**Description of the task**
Pull out every line from the rows below that contains the word "second", treating uppercase and lowercase letters as different.

start Data supplied

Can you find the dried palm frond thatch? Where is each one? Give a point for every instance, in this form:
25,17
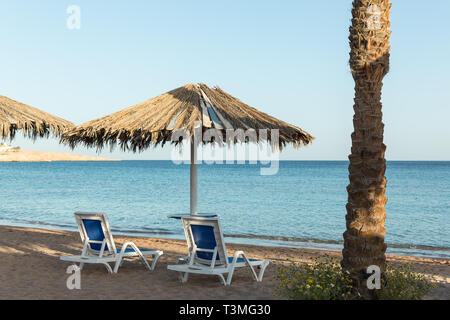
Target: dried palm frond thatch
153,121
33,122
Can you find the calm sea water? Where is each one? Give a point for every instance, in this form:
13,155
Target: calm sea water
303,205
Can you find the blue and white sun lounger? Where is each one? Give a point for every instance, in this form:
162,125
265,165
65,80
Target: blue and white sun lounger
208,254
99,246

end Data supplied
start Data supplied

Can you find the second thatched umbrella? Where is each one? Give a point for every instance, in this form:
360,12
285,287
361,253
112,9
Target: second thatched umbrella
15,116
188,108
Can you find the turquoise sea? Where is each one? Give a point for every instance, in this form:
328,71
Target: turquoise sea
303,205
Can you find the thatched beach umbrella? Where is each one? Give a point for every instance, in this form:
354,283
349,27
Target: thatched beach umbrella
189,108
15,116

end Data supplied
start Data supplied

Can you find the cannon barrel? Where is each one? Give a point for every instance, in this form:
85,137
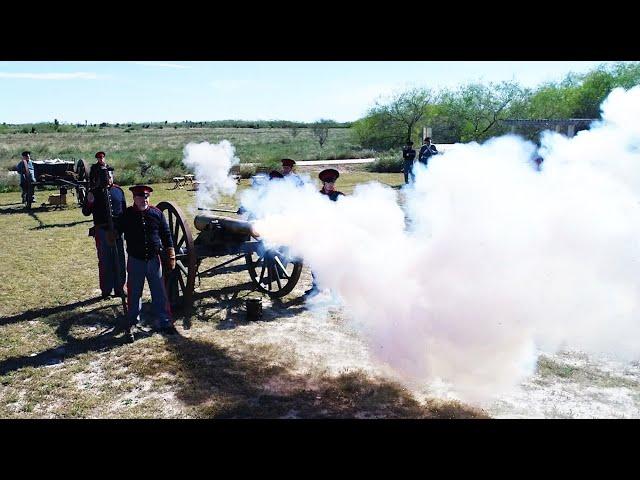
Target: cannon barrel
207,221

end Data supplied

**Result of this task**
Can you find the second thatched umbrella? Where is each one? Give a point for every instance, in this form:
Target: second thatched umbrella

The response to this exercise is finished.